Directive a: Rewrite the paragraph of the finale comments below that begins "It's satisfying the way the Lost finale" as a bulleted list, keeping its main facts.

Source text:
I don't get it... they shot this ending knowing they would get cancelled right? And that's how they ended it?

Oh well.
 
Ah, I thought I had read somewhere that one of the producers said that the ending would be "satisfying". Now, I didn't mind since I wasn't that invested in the show, but in terms of plot that was far from satisfying.
 
It's satisfying the way the Lost finale was satisfying: We mostly get to see what happens to the characters. Mark lives through the masked man assault and finds out when the next blackout is; Olivia and Simcoe do the dirty; Keiko and Bryce meet; Janis's baby lives; Wedeck isn't a constipated bureaucrat; Nicole finds her true love; Aaron's daughter lives. It turns out that there is a Fate, even though that contradicts at least two earlier episodes.

With the bomb squad men being in on it, it is obvious that somebody in the US government is involved in the big planning, someone beyond Hellinger. It is obvious that manipulating fate is the ultimate goal, though the interesting details are pretty foggy. Who texted the formula and the tachyon constant are unknown but that is some of the worst fictional science to disgrace the screen in quite some time. Tachyons are so passe their five minutes ago was up years ago. Jack Davenport made more sense when he was fighting vampires.

Mostly we get meaningless (as yet) hints of life to come from the flashforward, thus easy to ignore. The real cliffhanger is wondering whether Mark somehow survived the bombing. We can conclude he made the final sacrifice.
Voila, series ended.

Above average. Powerful narrative, especially with the return of Fate. Marked down from excellent for the doltish tachyon constant.

PS Plus, we got to see the kangaroo again. Surely that's worth something, even if we don't know why? {inset "evil" emoticon}
 
I'm not at all surprised that the second blackout was at the end of the season. This is pretty much how I would've guessed it might play out -- they don't stop the next blackout but they warn people in time to save lives. Though it's hard to believe two minutes' warning would be sufficient.

Directive b: Express the rows below as a Markdown table with the columns "No." and "Line", beginning at the line that contains "For the scene shown above, tell me where the wheel" and continuing through the final line of the rows. Number each line in order and leave out blank lines.

Source data:
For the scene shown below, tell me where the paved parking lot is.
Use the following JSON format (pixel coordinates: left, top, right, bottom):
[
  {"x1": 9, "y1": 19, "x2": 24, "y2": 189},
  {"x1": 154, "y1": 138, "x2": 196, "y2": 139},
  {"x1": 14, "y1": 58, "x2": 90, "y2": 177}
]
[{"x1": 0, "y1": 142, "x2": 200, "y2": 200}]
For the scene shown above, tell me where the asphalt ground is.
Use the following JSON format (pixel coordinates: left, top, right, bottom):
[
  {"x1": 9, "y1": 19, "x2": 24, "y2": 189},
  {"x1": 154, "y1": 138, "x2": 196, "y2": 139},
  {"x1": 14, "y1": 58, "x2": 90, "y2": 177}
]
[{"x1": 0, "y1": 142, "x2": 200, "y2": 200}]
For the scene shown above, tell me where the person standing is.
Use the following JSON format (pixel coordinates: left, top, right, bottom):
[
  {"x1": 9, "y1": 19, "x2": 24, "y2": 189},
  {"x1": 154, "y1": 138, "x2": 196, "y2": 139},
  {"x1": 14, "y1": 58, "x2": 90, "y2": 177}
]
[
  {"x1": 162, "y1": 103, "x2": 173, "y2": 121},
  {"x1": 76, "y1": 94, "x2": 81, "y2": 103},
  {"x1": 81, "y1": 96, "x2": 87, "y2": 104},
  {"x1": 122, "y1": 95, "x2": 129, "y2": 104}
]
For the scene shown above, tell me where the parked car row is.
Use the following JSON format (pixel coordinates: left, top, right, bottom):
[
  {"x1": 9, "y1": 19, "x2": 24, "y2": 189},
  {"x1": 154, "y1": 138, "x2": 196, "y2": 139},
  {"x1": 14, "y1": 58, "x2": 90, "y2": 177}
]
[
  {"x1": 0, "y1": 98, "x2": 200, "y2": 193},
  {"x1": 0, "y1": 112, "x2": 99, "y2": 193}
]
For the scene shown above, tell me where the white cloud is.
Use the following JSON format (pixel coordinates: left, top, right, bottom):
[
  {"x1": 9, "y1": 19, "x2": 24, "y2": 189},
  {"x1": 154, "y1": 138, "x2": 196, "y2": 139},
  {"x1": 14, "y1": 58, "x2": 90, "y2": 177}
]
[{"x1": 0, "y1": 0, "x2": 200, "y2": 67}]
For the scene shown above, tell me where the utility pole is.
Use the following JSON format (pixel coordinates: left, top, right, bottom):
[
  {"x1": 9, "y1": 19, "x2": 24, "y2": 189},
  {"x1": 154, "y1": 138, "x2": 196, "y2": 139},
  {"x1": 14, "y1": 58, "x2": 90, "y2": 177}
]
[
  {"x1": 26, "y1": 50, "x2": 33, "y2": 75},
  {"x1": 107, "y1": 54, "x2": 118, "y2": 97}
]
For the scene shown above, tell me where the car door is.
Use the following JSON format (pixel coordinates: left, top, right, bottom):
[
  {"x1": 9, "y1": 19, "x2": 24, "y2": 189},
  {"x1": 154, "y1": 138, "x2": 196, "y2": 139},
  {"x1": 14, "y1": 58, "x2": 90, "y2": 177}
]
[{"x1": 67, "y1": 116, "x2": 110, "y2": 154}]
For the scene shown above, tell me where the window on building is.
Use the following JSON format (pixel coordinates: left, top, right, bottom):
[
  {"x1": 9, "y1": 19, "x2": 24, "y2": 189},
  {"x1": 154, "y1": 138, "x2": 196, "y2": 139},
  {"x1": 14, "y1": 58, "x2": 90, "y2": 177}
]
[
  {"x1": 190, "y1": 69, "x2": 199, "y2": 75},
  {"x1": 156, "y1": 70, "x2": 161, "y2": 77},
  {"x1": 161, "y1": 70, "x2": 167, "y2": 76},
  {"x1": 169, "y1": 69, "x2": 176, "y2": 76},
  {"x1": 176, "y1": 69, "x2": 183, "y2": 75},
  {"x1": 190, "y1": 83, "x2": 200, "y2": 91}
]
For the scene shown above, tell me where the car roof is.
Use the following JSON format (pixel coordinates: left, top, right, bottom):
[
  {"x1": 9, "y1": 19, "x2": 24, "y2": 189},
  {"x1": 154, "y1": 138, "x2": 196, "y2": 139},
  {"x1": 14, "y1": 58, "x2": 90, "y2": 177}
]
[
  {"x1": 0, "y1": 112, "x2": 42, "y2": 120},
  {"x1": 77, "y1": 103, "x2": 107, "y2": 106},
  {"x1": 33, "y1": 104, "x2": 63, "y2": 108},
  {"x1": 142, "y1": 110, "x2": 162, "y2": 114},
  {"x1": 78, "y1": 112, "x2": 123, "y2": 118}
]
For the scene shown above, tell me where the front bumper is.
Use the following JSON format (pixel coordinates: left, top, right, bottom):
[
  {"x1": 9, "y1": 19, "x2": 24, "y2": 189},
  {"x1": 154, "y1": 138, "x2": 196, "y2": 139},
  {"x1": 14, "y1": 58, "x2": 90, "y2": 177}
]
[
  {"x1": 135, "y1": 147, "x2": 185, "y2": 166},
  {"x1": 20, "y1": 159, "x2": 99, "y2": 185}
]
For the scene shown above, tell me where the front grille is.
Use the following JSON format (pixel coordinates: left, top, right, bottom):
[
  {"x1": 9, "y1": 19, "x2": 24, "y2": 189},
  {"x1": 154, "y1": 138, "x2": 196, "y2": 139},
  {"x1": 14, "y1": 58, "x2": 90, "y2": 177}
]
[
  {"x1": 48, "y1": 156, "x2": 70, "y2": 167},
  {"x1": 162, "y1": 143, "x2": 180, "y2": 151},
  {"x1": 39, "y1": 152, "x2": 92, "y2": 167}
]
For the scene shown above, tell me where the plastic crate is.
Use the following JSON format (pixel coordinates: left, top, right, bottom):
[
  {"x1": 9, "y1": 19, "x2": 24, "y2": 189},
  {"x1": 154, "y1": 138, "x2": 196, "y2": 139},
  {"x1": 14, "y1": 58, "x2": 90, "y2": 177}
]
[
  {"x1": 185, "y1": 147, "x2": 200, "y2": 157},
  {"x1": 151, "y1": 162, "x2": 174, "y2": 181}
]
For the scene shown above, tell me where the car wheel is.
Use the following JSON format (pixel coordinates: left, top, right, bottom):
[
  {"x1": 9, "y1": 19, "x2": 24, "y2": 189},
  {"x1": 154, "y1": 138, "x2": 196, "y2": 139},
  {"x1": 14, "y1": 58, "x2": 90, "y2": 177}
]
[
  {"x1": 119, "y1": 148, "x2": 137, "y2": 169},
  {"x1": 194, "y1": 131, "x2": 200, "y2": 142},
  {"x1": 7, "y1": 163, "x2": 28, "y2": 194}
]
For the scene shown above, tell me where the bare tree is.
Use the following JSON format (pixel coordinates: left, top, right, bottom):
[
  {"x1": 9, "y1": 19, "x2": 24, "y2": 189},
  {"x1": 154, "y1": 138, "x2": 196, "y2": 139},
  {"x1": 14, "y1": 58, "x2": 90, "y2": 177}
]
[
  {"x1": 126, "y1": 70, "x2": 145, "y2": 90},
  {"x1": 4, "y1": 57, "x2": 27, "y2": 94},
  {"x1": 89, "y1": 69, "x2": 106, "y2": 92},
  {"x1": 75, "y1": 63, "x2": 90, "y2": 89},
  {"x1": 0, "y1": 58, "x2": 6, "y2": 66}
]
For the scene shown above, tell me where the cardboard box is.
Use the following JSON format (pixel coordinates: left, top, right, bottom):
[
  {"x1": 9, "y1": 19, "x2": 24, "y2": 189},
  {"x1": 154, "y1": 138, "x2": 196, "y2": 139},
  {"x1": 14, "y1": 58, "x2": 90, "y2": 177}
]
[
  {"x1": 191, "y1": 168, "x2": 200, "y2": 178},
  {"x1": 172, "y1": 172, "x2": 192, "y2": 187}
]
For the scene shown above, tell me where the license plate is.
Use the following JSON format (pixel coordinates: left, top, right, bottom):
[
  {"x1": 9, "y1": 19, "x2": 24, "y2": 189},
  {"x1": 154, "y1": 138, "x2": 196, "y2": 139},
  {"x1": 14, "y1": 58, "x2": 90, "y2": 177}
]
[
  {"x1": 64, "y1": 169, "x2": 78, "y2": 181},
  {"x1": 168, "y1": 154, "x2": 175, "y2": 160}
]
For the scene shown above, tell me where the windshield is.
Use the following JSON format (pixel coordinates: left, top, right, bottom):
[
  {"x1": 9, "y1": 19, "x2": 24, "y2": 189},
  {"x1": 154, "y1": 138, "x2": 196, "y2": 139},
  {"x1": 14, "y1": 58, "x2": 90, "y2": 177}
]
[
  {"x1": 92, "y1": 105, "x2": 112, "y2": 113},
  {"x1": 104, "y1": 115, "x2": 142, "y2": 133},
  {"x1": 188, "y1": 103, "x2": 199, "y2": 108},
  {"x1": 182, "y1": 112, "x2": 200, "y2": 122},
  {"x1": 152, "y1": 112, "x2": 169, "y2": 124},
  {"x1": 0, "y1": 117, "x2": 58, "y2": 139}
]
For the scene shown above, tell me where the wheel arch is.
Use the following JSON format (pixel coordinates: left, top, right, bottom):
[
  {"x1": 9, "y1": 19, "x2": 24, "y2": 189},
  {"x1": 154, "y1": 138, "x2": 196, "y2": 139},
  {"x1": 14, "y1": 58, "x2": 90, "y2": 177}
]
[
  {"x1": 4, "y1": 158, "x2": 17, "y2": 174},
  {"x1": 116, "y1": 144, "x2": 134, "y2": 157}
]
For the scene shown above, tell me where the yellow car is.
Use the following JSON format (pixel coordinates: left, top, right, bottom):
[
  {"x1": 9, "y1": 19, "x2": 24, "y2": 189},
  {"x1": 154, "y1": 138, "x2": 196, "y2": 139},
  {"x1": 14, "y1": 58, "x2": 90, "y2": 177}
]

Complete output a:
- The ending is satisfying the way the Lost finale was: we mostly get to see what happens to the characters.
- Mark lives through the masked man assault and finds out when the next blackout is.
- Olivia and Simcoe do the dirty.
- Keiko and Bryce meet.
- Janis's baby lives.
- Wedeck isn't a constipated bureaucrat.
- Nicole finds her true love.
- Aaron's daughter lives.
- There turns out to be a Fate, even though that contradicts at least two earlier episodes.

Complete output b:
| No. | Line |
|---|---|
| 1 | For the scene shown above, tell me where the wheel arch is. |
| 2 | Use the following JSON format (pixel coordinates: left, top, right, bottom): |
| 3 | [ |
| 4 |   {"x1": 9, "y1": 19, "x2": 24, "y2": 189}, |
| 5 |   {"x1": 154, "y1": 138, "x2": 196, "y2": 139}, |
| 6 |   {"x1": 14, "y1": 58, "x2": 90, "y2": 177} |
| 7 | ] |
| 8 | [ |
| 9 |   {"x1": 4, "y1": 158, "x2": 17, "y2": 174}, |
| 10 |   {"x1": 116, "y1": 144, "x2": 134, "y2": 157} |
| 11 | ] |
| 12 | For the scene shown above, tell me where the yellow car is. |
| 13 | Use the following JSON format (pixel coordinates: left, top, right, bottom): |
| 14 | [ |
| 15 |   {"x1": 9, "y1": 19, "x2": 24, "y2": 189}, |
| 16 |   {"x1": 154, "y1": 138, "x2": 196, "y2": 139}, |
| 17 |   {"x1": 14, "y1": 58, "x2": 90, "y2": 177} |
| 18 | ] |